(RECORDS TO USE)
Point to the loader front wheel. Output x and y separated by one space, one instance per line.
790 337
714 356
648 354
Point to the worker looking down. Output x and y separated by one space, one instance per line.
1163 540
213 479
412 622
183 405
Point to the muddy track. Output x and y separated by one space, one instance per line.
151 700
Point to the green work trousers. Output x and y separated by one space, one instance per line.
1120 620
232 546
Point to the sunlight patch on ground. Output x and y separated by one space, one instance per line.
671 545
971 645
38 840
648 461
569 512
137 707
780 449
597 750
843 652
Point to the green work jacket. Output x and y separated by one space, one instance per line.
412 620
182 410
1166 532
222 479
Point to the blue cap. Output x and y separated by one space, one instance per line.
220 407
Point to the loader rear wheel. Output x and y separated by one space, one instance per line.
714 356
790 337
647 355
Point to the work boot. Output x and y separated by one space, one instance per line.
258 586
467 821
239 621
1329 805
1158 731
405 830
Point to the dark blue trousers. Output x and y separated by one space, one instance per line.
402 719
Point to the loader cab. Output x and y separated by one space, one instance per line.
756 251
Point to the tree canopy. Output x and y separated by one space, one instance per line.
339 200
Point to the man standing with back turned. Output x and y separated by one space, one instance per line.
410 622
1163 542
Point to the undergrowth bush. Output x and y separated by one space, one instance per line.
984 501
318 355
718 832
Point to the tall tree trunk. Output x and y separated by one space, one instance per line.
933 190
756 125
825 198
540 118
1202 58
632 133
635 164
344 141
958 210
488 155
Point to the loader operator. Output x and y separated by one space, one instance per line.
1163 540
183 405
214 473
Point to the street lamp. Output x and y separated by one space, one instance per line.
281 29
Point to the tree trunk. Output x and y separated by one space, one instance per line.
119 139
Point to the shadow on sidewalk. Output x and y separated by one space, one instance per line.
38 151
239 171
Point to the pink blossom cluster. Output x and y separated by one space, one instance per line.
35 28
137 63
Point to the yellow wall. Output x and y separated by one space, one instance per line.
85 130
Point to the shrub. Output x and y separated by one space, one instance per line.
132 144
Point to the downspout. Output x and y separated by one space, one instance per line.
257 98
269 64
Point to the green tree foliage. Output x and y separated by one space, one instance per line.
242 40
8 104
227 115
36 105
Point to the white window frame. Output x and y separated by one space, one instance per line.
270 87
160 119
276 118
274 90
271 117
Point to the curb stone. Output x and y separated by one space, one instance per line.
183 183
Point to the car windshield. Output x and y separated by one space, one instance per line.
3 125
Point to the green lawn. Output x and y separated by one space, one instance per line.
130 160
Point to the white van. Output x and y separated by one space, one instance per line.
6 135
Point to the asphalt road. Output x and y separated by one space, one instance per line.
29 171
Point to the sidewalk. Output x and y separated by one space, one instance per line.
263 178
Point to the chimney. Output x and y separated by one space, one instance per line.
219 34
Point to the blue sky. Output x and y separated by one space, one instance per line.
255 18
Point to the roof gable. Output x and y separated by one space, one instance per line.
(End RECORDS TO USE)
WORK REQUEST
Copy exactly, please, the span of lines that begins at the line with "Point to the loader operator." and ends at the last line of the data, both included.

RESPONSE BELOW
Point to the loader operator. Output x and y separated by one space, one instance per line.
1163 540
183 405
214 473
Point to the street lamp. Output x and y separated by one space, one instance per line.
281 29
Point to the tree trunk. Output x and y separated by one space, one instance per line.
119 139
Point to the shadow on sidewalk. Output x and y separated by one space, one instance per line.
38 151
239 171
Point to the pink blossom cluster. Output x and y separated by one space, one instance per line.
35 28
137 63
Point to the yellow wall. Output x and y separated by one space, one instance per line.
85 130
Point to the shrub. Output x and y separated by one space, one instance per line.
132 144
Point to the downspout. Output x and y separated by one space, one instance per line.
257 98
269 64
Point to the green tree foliage. Output x and y separated by one space, one instance per line.
242 40
8 104
227 115
36 105
Point to the white window frame. Output x and y separated by one space, one instance per line.
270 87
160 119
276 118
274 90
271 117
Point to the curb stone. Output x and y separated by one space, one instance per line.
183 183
Point to the car windshield. Output x and y separated by one space, one instance per line.
3 125
Point to the green lawn. Output x and y separated by one space, one instance per line.
130 160
Point to the white van. Output x and y separated by one space, one instance per line.
6 135
Point to the asphalt road. Output x and y separated by one space, one instance per line.
29 171
Point to the sidewalk. Output x and y separated by one space, one instance per line.
263 178
Point to the chimney. Output x and y separated by one space, one instance per line.
219 34
Point to the blue sky. Output x and y separated by one space, one instance per line.
255 18
Point to the roof gable. Output x and y separated by one space, one instance per line.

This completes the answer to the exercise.